Saved entries
=-=-=

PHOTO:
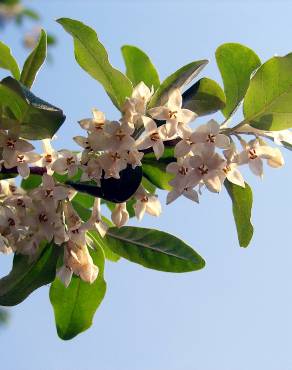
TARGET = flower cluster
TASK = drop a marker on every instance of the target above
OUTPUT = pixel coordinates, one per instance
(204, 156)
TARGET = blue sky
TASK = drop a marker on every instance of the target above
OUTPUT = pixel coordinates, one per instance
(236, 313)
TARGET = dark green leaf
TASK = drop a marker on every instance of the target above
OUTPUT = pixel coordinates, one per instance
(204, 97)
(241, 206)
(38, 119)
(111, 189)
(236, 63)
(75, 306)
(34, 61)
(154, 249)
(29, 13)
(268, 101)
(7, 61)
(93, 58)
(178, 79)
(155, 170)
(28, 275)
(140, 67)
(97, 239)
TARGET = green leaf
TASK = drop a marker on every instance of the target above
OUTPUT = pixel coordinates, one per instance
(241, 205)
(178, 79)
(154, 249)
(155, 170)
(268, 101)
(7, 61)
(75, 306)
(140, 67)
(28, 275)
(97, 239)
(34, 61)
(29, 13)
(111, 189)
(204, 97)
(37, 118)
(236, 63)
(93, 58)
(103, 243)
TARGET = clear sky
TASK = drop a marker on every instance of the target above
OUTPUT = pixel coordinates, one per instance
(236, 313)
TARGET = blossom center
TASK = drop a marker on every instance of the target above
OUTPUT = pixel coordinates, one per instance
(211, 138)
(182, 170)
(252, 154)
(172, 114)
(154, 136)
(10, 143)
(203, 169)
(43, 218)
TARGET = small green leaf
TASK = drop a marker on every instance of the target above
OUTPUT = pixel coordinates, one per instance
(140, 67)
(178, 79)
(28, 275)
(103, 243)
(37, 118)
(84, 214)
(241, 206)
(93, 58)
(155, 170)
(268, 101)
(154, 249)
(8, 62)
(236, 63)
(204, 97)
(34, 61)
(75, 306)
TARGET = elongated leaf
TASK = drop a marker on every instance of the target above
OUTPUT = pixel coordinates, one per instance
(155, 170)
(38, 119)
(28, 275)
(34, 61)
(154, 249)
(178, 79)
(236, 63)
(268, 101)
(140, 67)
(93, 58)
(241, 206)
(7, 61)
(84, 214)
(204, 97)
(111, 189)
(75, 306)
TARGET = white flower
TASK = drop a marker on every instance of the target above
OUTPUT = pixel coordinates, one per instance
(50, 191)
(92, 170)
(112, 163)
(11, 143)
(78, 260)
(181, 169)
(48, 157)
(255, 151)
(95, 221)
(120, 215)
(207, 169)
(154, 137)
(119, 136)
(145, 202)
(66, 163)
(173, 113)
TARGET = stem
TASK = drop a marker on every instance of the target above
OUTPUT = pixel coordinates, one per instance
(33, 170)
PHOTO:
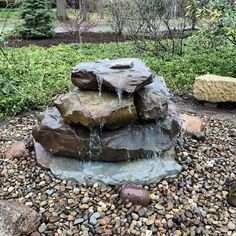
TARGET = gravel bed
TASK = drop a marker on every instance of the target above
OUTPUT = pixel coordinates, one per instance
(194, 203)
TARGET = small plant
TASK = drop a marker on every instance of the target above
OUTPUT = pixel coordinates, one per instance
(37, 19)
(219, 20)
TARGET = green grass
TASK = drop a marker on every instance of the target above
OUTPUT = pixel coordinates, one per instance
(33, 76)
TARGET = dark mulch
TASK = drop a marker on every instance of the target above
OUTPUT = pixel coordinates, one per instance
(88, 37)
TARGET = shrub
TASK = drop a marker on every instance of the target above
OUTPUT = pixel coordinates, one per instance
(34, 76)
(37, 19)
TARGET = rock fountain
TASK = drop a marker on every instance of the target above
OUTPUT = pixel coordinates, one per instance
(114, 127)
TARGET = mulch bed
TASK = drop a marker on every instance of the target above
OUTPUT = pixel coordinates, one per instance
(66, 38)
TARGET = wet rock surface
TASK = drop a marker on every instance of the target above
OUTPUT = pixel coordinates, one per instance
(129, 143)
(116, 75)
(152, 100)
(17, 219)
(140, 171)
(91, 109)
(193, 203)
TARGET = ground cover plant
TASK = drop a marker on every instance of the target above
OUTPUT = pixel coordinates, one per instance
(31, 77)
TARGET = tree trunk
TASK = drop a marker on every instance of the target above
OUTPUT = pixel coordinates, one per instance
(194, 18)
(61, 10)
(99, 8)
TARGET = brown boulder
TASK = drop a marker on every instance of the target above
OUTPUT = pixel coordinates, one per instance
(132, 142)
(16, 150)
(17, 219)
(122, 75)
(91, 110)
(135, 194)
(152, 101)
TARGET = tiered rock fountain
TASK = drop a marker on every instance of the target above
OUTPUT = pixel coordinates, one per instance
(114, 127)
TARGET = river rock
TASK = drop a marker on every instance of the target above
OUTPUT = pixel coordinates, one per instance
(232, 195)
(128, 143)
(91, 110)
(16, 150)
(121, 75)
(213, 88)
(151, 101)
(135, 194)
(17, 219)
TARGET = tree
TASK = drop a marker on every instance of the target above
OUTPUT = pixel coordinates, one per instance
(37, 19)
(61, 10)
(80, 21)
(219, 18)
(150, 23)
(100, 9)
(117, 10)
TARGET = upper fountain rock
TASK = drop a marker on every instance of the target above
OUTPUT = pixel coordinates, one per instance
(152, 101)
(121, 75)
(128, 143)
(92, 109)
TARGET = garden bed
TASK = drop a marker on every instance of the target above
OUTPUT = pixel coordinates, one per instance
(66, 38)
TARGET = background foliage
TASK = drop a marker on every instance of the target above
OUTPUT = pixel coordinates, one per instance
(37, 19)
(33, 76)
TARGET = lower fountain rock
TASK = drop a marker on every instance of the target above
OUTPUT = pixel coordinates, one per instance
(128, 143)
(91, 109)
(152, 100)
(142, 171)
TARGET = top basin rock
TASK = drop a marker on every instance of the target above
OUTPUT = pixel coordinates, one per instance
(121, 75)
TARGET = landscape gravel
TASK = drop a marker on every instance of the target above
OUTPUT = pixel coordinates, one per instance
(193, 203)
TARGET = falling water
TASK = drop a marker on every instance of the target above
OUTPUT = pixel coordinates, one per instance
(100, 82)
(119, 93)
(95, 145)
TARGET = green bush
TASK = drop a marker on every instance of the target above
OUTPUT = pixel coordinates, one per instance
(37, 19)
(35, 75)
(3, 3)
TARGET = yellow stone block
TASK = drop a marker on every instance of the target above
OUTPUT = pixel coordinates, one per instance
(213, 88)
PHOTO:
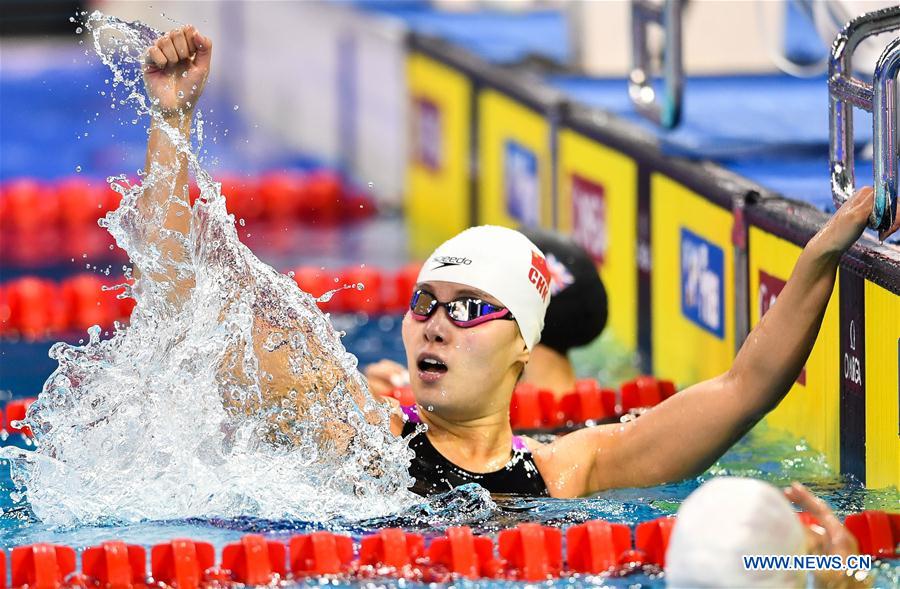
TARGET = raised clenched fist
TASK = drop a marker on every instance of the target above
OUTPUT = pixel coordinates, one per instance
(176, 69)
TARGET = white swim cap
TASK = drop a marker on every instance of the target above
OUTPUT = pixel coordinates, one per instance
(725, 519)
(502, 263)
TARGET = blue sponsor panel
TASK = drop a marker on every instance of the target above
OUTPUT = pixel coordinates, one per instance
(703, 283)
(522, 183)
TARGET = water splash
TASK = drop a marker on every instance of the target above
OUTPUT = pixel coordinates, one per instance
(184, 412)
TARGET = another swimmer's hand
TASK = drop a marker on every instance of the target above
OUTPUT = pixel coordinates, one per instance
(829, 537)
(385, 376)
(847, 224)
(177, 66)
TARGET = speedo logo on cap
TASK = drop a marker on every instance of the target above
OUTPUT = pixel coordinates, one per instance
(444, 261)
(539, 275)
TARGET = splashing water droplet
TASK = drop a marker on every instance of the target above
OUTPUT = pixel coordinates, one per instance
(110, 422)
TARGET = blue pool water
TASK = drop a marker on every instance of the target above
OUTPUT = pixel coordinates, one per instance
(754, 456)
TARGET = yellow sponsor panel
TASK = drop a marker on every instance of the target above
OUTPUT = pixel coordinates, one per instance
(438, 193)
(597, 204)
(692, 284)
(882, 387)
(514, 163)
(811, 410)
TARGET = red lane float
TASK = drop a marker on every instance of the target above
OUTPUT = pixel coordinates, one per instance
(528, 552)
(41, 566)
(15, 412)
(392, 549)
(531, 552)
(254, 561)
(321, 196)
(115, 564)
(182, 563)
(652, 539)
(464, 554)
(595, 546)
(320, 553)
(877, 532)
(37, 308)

=-=-=

**The task:** Omit the pictures and write out the remaining data exactly.

**Task answer:**
PHOTO:
TARGET = flower cluster
TASK = drop a marker on every instance of the target above
OUTPUT = pixel coordinates, one per instance
(204, 156)
TARGET = blue sky
TASK = drop a marker on every instance of the target above
OUTPUT = pixel coordinates, one per instance
(236, 313)
TARGET = dark green leaf
TASK = drop a marker on every instance of the target above
OUTPUT = pixel coordinates, one per instance
(204, 97)
(241, 206)
(38, 119)
(111, 189)
(236, 63)
(75, 306)
(34, 61)
(154, 249)
(29, 13)
(268, 101)
(7, 61)
(93, 58)
(178, 79)
(155, 170)
(28, 275)
(140, 67)
(97, 239)
TARGET = green leaf
TASK = drop a marker on every instance of the target above
OUTPUT = pixel coordinates, one per instance
(241, 205)
(178, 79)
(154, 249)
(155, 170)
(268, 101)
(7, 61)
(75, 306)
(140, 67)
(28, 275)
(97, 239)
(34, 61)
(29, 13)
(111, 189)
(204, 97)
(37, 118)
(236, 63)
(93, 58)
(103, 243)
TARGET = clear sky
TASK = drop a marker on every instance of the target above
OUTPUT = pixel coordinates, one per instance
(236, 313)
TARGET = blossom center
TASK = drop a marker on every instance of the target above
OUTPUT = pixel coordinates, one per instance
(211, 138)
(182, 170)
(252, 154)
(172, 114)
(154, 136)
(10, 143)
(203, 169)
(43, 218)
TARGET = small green leaf
TASK = drop a marker on every instance of the target above
OUTPUT = pixel coordinates, one per instance
(140, 67)
(178, 79)
(28, 275)
(103, 243)
(37, 118)
(84, 214)
(241, 206)
(93, 58)
(155, 170)
(268, 101)
(154, 249)
(8, 62)
(236, 63)
(204, 97)
(34, 61)
(75, 306)
TARGET = elongated leaf
TASK = drop a marker on every instance of the target above
OUTPUT = pixel coordinates, one per instance
(155, 170)
(38, 119)
(28, 275)
(34, 61)
(154, 249)
(178, 79)
(236, 63)
(268, 101)
(140, 67)
(93, 58)
(241, 206)
(7, 61)
(84, 214)
(204, 97)
(111, 189)
(75, 306)
TARGET = white flower
TASK = drop a marker on every instance of the target above
OUTPUT = pixel coordinates, one per instance
(50, 191)
(92, 170)
(112, 163)
(11, 143)
(78, 260)
(181, 169)
(48, 157)
(255, 151)
(95, 221)
(120, 215)
(207, 169)
(154, 137)
(119, 136)
(145, 202)
(66, 163)
(173, 113)
TARGET = stem
TASK = drop a marker on every instance of the target above
OUTPUT = pixel coordinates, one per instance
(33, 170)
PHOTO:
TARGET = gravel bed
TASK = drop a marker on every instance of the target above
OUTPUT = pixel coordinates, one per instance
(194, 203)
TARGET = small plant
TASK = drop a marker on every instance of the target above
OUTPUT = pixel coordinates, one per instance
(37, 19)
(219, 20)
TARGET = green grass
TASK = drop a marker on every instance of the target above
OUTPUT = pixel coordinates, one per instance
(33, 76)
TARGET = dark mulch
TASK = drop a marker on every instance of the target above
OUTPUT = pixel coordinates, one per instance
(88, 37)
TARGET = shrub
TASK = drop a marker on every instance of the target above
OUTPUT = pixel coordinates, one per instance
(34, 76)
(37, 19)
TARGET = rock fountain
TASK = drop a marker on every instance of the target above
OUTPUT = pixel coordinates, one per instance
(114, 127)
TARGET = mulch bed
TASK = drop a marker on every instance of the target above
OUTPUT = pixel coordinates, one per instance
(66, 38)
TARGET = wet rock surface
TASK = drop a marker on every instance of the target above
OUTPUT = pixel coordinates, one per instance
(129, 143)
(116, 75)
(152, 100)
(17, 219)
(140, 171)
(91, 109)
(193, 203)
TARGET = ground cover plant
TASK = drop a marker on every instance of the target above
OUTPUT = pixel coordinates, one per instance
(31, 77)
TARGET = tree trunk
TASK = drop a marker on every instance of the target above
OUTPUT = pixel coordinates, one per instance
(194, 18)
(61, 10)
(99, 8)
TARGET = brown boulder
TASK = drop a marker on every instance of the target above
OUTPUT = pixel coordinates, one per instance
(132, 142)
(16, 150)
(17, 219)
(122, 75)
(91, 110)
(135, 194)
(152, 101)
TARGET = tiered rock fountain
TASK = drop a marker on every instance of the target above
OUTPUT = pixel coordinates, one per instance
(114, 127)
TARGET = river rock
TASK = drop a marker on every instance of the target above
OUTPUT = pixel coordinates, one per instance
(232, 195)
(128, 143)
(91, 110)
(16, 150)
(121, 75)
(213, 88)
(151, 101)
(135, 194)
(17, 219)
TARGET = tree
TASK = drop a marker on every instance of the target above
OUTPUT = pixel coordinates, one per instance
(37, 19)
(61, 10)
(80, 21)
(219, 18)
(150, 23)
(100, 9)
(117, 10)
TARGET = upper fountain rock
TASK = drop a marker on every instance of the target above
OUTPUT = pixel coordinates, one per instance
(152, 101)
(121, 75)
(128, 143)
(92, 109)
TARGET = garden bed
TASK = drop a marker on every instance of the target above
OUTPUT = pixel coordinates, one per instance
(66, 38)
TARGET = background foliage
TASK = drop a marker on every instance of the target above
OUTPUT = pixel coordinates, one per instance
(37, 19)
(33, 76)
TARGET = lower fountain rock
TASK = drop a marker on every instance of the target above
OUTPUT = pixel coordinates, one per instance
(128, 143)
(91, 109)
(152, 100)
(142, 171)
TARGET = top basin rock
TASK = drop a marker on every instance of the target above
OUTPUT = pixel coordinates, one per instance
(121, 75)
TARGET = landscape gravel
TASK = drop a marker on every instance of the target above
OUTPUT = pixel coordinates, one per instance
(193, 203)
TARGET = falling water
TASK = drop a marker on every instance of the target above
OUTPUT = pixel coordinates, one per instance
(100, 82)
(119, 93)
(95, 145)
TARGET = green bush
TASK = drop a marker on every instance of the target above
OUTPUT = pixel coordinates, one per instance
(37, 19)
(35, 75)
(3, 3)
TARGET = yellow stone block
TASK = drop a marker on every instance of the target above
OUTPUT = pixel coordinates, one per instance
(213, 88)
PHOTO:
TARGET = raised clenched fist
TASK = drop a marker on every instance of the target above
OUTPUT = pixel coordinates, one per instance
(176, 69)
TARGET = white swim cap
TASK = drop a marker on every instance of the target above
OUTPUT = pixel coordinates, one per instance
(725, 519)
(502, 263)
TARGET = blue sponsor panel
TASK = drop a marker on every instance of the target above
OUTPUT = pixel coordinates, one per instance
(703, 283)
(522, 183)
TARGET = water splash
TASK = drop a marker on every instance of the target above
OUTPUT = pixel coordinates, one per instance
(184, 412)
TARGET = another swimmer's hand
TASK = drop a marker on every instance of the target above
OUTPUT = pixel coordinates, one per instance
(829, 537)
(385, 376)
(847, 224)
(177, 66)
TARGET = speedo logo on cap
TASK = drop a marker on every instance of the target above
OUTPUT = pixel coordinates, one per instance
(444, 261)
(539, 275)
TARGET = splashing water droplet
TASK = drop a marker on every instance of the target above
OUTPUT = pixel coordinates, one per instance
(110, 422)
TARGET = blue pool water
TASK = drop a marker on every instance of the target above
OUTPUT = pixel coordinates, one per instance
(754, 456)
TARGET = yellow sponsor panel
TASK = drop a marker on every instance of the target above
OUTPUT = pixel coordinates, one per instance
(438, 193)
(597, 204)
(692, 284)
(882, 387)
(514, 163)
(811, 410)
TARGET = red lane float
TASK = drop a marker on every instance of the target above
OUTPUT = pixel coordinates, one per instance
(528, 552)
(41, 566)
(15, 412)
(392, 549)
(531, 552)
(254, 561)
(321, 196)
(115, 564)
(182, 563)
(652, 539)
(464, 554)
(595, 546)
(320, 553)
(877, 532)
(37, 308)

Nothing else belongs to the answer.